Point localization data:
***

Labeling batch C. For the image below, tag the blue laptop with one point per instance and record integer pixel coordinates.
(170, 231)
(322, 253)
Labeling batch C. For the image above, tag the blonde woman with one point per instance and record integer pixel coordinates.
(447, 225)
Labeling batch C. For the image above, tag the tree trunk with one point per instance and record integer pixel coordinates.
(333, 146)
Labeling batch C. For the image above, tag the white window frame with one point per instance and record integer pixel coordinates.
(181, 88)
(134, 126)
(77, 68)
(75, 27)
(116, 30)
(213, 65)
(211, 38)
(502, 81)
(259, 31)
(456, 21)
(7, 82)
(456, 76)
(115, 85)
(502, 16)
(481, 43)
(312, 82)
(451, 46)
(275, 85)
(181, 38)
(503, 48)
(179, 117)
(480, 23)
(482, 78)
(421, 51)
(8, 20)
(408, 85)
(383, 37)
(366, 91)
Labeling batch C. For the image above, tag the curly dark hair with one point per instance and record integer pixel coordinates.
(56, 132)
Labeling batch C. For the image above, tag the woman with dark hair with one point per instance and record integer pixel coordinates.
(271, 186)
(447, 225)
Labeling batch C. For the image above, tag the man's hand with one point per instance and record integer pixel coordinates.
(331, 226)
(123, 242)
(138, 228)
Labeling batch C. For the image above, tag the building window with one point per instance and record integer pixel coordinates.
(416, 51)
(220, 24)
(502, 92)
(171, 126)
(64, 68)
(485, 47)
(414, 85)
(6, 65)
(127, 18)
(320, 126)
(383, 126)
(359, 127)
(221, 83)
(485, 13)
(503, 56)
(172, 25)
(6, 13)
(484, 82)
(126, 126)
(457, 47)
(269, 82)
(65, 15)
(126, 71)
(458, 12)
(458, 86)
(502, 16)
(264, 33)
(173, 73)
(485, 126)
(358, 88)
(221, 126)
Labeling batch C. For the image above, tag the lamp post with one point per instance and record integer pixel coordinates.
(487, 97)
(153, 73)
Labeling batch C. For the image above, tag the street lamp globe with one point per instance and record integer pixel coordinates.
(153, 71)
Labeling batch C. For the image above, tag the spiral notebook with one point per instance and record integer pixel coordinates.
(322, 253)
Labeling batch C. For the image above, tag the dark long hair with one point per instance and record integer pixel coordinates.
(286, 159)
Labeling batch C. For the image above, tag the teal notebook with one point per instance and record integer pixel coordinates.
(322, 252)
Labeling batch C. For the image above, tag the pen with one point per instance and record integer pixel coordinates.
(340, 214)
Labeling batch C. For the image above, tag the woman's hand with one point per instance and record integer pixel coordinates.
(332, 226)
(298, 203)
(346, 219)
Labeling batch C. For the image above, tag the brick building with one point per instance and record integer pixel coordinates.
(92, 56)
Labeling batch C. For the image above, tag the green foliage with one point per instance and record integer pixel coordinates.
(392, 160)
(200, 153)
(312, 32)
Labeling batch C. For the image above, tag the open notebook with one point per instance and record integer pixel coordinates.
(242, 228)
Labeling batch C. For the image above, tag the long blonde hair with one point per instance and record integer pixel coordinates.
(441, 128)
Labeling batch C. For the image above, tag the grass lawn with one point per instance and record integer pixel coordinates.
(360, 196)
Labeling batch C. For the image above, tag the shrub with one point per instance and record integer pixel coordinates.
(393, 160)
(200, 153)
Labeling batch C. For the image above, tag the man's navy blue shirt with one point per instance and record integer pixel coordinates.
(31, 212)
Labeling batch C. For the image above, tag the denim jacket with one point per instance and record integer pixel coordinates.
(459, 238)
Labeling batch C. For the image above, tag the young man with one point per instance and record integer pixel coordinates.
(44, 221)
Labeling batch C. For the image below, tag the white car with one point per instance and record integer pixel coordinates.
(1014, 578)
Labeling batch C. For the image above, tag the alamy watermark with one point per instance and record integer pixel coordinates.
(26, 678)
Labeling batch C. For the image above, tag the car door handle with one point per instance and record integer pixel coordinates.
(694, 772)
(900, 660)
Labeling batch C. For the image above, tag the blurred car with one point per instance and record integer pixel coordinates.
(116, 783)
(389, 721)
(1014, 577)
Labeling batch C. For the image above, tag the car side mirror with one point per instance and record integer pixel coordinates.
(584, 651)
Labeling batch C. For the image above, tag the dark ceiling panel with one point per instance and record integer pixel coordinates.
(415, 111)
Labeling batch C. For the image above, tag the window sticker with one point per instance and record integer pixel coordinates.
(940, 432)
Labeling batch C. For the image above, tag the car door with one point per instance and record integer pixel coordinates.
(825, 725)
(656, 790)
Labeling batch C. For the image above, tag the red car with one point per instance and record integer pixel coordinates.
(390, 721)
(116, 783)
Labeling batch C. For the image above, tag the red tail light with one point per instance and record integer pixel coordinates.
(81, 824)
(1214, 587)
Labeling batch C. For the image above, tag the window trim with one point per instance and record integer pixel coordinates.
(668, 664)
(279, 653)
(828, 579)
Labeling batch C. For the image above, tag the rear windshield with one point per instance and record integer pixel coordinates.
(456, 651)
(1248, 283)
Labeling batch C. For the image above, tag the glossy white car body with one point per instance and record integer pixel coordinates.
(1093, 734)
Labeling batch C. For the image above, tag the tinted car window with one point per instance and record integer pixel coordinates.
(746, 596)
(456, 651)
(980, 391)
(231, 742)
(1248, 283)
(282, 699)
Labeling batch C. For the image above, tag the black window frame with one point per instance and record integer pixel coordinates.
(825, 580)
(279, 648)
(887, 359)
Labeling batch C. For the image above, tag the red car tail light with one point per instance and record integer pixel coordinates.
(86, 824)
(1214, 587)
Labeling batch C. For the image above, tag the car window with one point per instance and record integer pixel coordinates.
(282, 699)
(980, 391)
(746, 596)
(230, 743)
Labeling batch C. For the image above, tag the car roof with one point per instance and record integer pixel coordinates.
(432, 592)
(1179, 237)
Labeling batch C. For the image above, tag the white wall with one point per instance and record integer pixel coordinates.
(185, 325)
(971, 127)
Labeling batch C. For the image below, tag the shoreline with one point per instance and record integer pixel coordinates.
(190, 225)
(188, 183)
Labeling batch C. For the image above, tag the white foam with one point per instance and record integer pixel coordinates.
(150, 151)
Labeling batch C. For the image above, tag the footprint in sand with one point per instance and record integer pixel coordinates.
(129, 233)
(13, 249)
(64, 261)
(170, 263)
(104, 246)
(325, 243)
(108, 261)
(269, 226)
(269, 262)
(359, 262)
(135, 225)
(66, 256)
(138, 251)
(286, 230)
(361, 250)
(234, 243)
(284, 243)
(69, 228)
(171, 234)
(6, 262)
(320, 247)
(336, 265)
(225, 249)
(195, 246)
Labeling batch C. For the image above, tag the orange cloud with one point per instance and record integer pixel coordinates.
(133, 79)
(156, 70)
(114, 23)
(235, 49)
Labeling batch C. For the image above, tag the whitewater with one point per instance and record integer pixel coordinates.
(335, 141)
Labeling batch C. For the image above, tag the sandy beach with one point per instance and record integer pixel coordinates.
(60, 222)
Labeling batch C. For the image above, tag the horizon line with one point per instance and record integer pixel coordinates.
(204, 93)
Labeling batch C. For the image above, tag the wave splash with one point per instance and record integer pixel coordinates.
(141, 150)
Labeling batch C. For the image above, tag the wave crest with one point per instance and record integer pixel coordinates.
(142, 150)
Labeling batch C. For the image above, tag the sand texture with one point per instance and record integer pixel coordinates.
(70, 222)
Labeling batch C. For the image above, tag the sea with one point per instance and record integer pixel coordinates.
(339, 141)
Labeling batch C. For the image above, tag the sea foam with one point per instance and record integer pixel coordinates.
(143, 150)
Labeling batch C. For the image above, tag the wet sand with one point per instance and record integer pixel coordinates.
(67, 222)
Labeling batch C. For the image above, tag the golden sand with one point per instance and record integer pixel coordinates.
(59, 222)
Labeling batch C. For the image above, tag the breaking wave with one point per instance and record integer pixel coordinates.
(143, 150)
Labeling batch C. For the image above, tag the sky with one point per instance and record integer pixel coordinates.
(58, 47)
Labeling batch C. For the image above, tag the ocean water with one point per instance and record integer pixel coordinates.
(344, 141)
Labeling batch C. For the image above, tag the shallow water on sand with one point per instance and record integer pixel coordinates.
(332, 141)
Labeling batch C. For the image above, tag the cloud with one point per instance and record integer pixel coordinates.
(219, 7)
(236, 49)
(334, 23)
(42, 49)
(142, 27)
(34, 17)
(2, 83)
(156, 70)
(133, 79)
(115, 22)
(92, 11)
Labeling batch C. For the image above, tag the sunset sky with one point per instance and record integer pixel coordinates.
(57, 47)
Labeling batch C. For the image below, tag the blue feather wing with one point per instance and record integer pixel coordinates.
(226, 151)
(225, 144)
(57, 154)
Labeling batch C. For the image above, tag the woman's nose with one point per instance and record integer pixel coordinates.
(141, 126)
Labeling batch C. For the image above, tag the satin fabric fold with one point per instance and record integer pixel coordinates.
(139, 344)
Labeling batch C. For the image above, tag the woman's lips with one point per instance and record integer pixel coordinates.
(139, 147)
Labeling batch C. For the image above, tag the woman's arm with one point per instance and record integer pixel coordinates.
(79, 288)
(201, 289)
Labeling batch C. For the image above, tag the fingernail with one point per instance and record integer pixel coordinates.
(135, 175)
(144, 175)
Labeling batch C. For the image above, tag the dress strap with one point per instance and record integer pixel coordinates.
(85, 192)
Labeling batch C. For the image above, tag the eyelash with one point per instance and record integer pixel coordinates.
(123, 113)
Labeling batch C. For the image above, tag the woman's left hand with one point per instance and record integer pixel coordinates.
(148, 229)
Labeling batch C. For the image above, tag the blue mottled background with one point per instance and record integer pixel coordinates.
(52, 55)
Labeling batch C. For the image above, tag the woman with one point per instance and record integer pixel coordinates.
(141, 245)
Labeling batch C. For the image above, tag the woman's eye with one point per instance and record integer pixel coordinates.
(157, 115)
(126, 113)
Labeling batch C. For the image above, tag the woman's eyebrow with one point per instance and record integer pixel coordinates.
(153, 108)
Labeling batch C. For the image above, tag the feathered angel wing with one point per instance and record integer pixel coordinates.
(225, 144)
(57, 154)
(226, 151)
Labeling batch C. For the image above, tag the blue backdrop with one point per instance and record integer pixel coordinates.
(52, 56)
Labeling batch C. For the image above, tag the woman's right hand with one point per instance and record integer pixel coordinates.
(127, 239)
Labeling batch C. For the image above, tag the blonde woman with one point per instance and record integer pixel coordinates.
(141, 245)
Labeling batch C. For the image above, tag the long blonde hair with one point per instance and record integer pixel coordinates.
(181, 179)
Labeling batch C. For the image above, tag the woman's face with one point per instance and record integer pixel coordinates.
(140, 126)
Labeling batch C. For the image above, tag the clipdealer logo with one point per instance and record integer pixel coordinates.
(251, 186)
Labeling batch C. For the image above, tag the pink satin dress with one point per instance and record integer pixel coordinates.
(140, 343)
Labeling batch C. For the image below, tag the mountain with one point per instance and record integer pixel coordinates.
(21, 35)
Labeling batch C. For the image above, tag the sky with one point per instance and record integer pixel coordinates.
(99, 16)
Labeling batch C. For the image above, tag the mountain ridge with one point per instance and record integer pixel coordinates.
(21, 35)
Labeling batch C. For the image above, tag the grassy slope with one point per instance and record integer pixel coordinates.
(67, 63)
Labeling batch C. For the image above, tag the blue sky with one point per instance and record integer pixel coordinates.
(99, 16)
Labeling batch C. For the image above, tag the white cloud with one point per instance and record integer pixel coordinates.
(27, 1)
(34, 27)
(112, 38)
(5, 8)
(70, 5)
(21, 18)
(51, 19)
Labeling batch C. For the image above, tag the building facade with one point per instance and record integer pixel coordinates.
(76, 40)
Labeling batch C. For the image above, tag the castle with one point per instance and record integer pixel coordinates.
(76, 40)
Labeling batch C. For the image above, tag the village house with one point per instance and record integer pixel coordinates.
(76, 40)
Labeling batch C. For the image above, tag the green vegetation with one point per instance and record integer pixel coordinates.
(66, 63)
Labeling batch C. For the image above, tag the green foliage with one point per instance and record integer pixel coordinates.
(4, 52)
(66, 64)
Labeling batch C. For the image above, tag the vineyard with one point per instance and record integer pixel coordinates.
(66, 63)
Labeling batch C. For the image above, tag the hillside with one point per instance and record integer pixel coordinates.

***

Please provide an exact transcription of each line from the one holding "Labeling batch C. For the image above, tag the green vegetation" through the final line of the data above.

Labeling batch C. For the image above, tag the green vegetation with one point per instance and record integer pixel coordinates.
(66, 63)
Labeling batch C. For the image above, tag the green foliage with one point per instance and record integer pixel coordinates.
(4, 52)
(66, 64)
Labeling batch C. For the image above, tag the vineyard with one point per instance and record integer pixel coordinates.
(66, 63)
Labeling batch C. For the image above, tag the hillside with one point per instance and record integer pixel coordinates.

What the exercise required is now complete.